## DOCUMENT SECTION
It turns out that this, in itself, was not particularly groundbreaking as others had created impulse responses using binaural recording technology. For example, Arjen at Audio Ease (the makers of the Altiverb software I rely on for impulse response capturing) had been exploring this for some time.
When I confirmed for myself that binaural impulse responses preserved the immersive quality of the underlying binaural recordings — and in fact enhanced them — I wondered if impulse responses should be captured from more locations around the mic, since instruments were going to be recorded all around the microphone. It seemed insufficient to capture impulse responses only from the front, as was commonplace.
I began broadcasting sweep tones by moving the loudspeaker 45° around the microphone for each impulse response. This gave me a set of eight directional impulse responses for each space, allowing me to select the impulse response from a desired space that aligned with the location of any studio-recorded instrument.
Once this proved effective, I began recording two types of impulse responses — some with primarily late reflections (big cathedrals, caverns ,and caves), and others with primarily early reflections (small rooms and theaters) because early reflections enhance our brain’s ability to locate sound. This allowed me to blend near- and late-reflection impulse responses resulting in a highly convincing immersive experience.
Another challenge that had thwarted others attempting binaural pop music production, was the drum kit. It’s not a pleasant experience to hear a drummer playing in the corner of a room. This is why several microphones are used to record the various elements of a drum kit for discreet processing.

Stored data entries
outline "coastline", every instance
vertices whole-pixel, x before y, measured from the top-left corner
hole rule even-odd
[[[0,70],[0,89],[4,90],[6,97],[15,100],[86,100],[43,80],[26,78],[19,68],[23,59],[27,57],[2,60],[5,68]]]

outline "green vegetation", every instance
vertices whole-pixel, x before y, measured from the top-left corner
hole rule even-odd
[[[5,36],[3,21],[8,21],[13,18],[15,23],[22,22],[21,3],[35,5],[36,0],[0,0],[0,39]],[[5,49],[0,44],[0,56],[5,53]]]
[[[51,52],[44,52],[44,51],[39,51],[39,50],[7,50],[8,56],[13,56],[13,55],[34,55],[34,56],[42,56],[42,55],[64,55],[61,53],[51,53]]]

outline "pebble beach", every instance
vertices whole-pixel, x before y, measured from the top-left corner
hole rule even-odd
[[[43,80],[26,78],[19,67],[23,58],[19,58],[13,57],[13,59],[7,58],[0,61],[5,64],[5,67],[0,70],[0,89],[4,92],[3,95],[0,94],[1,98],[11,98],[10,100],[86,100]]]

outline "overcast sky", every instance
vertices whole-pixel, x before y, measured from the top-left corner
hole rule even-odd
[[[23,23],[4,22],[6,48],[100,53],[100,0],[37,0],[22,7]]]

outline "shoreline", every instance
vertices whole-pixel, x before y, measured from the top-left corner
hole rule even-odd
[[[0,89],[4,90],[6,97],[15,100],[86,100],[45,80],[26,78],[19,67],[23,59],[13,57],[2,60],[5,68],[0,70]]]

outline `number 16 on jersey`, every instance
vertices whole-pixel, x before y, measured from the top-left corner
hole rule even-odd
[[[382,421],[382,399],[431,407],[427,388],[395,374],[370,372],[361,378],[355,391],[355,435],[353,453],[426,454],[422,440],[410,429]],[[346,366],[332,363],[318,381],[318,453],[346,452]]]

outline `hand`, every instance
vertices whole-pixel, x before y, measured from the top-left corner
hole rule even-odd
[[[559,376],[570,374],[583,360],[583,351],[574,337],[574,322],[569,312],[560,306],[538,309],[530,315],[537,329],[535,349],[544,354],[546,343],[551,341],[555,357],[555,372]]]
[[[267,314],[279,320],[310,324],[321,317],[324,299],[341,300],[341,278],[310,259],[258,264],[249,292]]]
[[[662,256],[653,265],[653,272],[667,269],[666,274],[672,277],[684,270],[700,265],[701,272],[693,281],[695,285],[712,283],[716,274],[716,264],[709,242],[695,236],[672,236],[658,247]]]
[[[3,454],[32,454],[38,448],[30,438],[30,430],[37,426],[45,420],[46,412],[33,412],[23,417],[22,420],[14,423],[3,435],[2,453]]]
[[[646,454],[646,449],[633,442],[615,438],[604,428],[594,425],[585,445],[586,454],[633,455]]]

## DIRECTIONS FOR THIS TASK
Answer these questions from the excerpt on binaural impulse responses:
(a) What software does the writer rely on for impulse response capturing?
(b) By how many degrees was the loudspeaker moved around the microphone for each impulse response?
(c) Which type of reflections enhances the brain's ability to locate sound?

## SOLVED PROBLEM
(a) Altiverb, made by Audio Ease.
(b) 45°.
(c) Early reflections.